_Instructions for the task_. Return each line of the material below that contains the string "Query".

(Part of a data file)
=-=-=
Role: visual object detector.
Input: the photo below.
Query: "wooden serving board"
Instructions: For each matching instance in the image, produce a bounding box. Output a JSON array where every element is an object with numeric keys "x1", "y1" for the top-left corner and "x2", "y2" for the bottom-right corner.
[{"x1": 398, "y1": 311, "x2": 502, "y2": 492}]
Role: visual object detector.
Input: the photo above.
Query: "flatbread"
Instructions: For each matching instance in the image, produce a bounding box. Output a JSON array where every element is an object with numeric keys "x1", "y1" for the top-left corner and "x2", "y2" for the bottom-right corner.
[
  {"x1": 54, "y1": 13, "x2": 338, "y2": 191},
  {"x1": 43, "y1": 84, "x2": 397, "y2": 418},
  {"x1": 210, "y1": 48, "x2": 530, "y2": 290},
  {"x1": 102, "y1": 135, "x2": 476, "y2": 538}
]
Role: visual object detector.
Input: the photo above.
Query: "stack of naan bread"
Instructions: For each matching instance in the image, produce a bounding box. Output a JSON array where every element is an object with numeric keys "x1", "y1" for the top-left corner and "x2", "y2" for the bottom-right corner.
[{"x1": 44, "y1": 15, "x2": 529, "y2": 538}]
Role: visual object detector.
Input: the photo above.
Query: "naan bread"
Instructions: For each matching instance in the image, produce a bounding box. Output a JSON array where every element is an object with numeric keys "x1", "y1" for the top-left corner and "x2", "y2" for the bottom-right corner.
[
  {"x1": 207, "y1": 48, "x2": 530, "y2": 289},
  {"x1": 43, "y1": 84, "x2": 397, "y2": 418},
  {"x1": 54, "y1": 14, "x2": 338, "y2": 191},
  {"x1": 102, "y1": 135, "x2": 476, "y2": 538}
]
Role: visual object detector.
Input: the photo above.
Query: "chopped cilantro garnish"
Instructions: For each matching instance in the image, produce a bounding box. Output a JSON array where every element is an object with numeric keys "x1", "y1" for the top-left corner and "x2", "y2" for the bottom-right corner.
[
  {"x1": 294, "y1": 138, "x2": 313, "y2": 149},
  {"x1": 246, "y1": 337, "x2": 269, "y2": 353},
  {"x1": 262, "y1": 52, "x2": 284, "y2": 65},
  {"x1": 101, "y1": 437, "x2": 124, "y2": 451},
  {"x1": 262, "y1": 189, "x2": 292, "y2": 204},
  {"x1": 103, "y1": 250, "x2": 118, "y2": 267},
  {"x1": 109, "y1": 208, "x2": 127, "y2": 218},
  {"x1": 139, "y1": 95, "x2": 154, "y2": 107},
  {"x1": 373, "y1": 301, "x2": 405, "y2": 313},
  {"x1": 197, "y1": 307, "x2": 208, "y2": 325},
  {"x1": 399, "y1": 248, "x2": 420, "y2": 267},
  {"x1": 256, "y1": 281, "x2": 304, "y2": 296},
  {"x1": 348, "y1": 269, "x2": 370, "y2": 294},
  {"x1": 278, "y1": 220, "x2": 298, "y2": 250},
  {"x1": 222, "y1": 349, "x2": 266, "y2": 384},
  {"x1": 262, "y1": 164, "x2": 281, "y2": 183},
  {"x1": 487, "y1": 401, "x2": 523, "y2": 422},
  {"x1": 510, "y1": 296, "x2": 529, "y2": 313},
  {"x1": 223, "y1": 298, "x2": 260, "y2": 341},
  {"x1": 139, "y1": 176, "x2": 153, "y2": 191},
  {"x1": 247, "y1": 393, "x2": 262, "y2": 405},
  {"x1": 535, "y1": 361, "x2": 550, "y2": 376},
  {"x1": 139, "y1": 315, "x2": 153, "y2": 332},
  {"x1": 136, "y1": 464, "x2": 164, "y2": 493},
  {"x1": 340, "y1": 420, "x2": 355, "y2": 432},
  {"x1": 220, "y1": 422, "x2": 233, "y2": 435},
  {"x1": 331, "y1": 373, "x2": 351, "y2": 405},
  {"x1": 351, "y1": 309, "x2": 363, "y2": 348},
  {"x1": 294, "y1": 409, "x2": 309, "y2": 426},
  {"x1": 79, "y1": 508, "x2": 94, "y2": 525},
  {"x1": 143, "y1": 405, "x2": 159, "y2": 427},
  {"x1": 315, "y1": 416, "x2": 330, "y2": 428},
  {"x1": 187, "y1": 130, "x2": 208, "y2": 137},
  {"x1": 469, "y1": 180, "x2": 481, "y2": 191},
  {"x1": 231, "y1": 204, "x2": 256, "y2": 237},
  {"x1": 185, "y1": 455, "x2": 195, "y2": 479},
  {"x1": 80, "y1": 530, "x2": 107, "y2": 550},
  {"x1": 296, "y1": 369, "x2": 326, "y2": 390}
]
=-=-=
_Answer to the exercise_.
Query: "wooden serving board"
Query: "flatbread"
Query: "stack of naan bread"
Query: "naan bread"
Query: "chopped cilantro garnish"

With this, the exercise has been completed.